-- START SOURCE DOCUMENT --

Although Laura Cunningham felt that it was very difficult to find a play for six women, her engaging and witty dramatic comedy fills her characters with honest lines. Each woman discusses a universal subject of femininity and reveals the essence of her most intimate moments in life, especially with men. Each woman shares her unique experience of life and men with a poignant monologue of sadness, despair and happiness. Each discourse encapsulated the audience as the subject matter was personified.

This show is a juicy, jazzy party with a bottomless punch bowl of wit. Six longtime girlfriends get together to toast and roast the mommy-to-be, Claire. They come together for an evening of wine, fun and gossip that quickly forces their true feelings to the surface in all their wonderful, funny, endearing and heart-wrenching glory! However, they all find out a little more about each other than they had bargained.

Jessie, an independent woman, is the hostess of the party. She's the gatekeeper and peacekeeper of the group. The setting takes place in her living room with the audience as a fly on the wall. Jessie is divorced, lonely and has been abstinent for the last three years. Her love life consists of distant love affairs, but she is yearning for someone close and permanent in her life.

Nina, the funny red head of the cast, has bee rejected by men and overweight most of her life. Yet, she's content with her life and always gives comfort to her friends when needed.

Martha, the villain of the play, is a control monster and materialistic. She has a flourishing real-estate business and impotent fiancé. The five other gals love and hate her. Martha's snobbish attitude and Claire carefree life clash, and the other girls do whatever they can to keep them from ruining the party.  As the rich girl, Martha puts down everyone and uses her money to buy love. Although very successful, she is a sad soul.

-- END SOURCE DOCUMENT --
-- START EXTRACTED MATERIAL --

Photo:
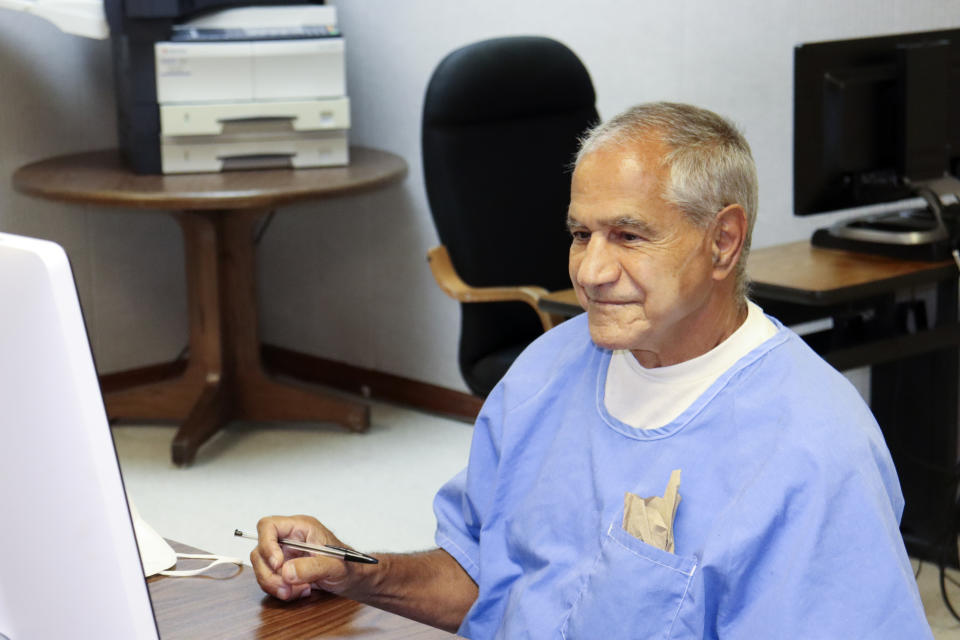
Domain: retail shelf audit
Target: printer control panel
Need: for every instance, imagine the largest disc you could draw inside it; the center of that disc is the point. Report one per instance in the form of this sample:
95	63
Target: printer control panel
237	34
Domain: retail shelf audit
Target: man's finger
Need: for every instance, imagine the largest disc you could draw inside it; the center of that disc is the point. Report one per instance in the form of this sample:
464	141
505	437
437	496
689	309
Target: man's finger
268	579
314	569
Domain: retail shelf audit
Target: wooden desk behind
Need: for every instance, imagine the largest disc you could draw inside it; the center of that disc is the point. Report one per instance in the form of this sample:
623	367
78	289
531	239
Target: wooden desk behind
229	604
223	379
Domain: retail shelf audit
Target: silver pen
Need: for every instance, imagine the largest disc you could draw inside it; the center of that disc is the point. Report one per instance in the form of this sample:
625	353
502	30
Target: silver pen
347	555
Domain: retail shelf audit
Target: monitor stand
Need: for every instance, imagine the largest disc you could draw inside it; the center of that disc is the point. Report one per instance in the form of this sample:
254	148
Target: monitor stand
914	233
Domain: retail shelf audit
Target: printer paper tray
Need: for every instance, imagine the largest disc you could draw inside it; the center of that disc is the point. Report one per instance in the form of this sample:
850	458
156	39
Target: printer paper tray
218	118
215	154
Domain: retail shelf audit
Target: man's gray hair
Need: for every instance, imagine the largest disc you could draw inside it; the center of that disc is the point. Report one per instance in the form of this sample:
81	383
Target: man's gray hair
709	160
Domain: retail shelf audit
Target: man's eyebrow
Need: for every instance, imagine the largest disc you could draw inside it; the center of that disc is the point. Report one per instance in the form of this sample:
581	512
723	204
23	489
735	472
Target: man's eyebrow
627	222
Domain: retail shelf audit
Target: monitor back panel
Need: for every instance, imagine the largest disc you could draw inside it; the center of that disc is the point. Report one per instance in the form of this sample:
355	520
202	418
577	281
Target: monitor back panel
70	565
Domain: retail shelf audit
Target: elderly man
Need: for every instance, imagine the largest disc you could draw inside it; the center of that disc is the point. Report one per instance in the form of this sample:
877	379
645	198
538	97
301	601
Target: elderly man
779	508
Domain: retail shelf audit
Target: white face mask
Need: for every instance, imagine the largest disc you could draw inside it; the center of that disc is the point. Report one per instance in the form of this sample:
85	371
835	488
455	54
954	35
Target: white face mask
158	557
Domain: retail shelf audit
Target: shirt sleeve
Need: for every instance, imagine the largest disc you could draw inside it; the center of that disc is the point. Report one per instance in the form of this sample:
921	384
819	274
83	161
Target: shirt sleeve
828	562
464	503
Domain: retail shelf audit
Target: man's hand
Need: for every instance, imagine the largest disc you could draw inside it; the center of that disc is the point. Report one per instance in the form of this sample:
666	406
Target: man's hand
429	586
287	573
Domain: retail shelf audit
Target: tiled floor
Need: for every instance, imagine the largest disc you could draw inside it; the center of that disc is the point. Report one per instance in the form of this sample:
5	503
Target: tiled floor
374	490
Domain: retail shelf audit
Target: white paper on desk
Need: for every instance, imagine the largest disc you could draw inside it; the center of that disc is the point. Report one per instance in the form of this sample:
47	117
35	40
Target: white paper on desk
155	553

-- END EXTRACTED MATERIAL --

**WORK INSTRUCTIONS:**
1. Please rewrite the paragraph of the play review that begins "Jessie, an independent woman" as a short bulleted list that keeps its main facts.
2. Rename "monologue" as "soliloquy" in the play review, then give the part that opens with the words containing "Although Laura Cunningham" and closes with "matter was personified.".
3. According to the play review, what kind of business does Martha have?

**TASK SOLUTIONS:**
1.
- Jessie is an independent woman who hosts the party.
- She is the group's gatekeeper and peacekeeper.
- The play is set in her living room, with the audience as a fly on the wall.
- She is divorced and lonely, and has been abstinent for three years.
- Her love life consists of distant affairs, but she longs for someone close and permanent.

2.
Although Laura Cunningham felt that it was very difficult to find a play for six women, her engaging and witty dramatic comedy fills her characters with honest lines. Each woman discusses a universal subject of femininity and reveals the essence of her most intimate moments in life, especially with men. Each woman shares her unique experience of life and men with a poignant soliloquy of sadness, despair and happiness. Each discourse encapsulated the audience as the subject matter was personified.

3. A flourishing real-estate business.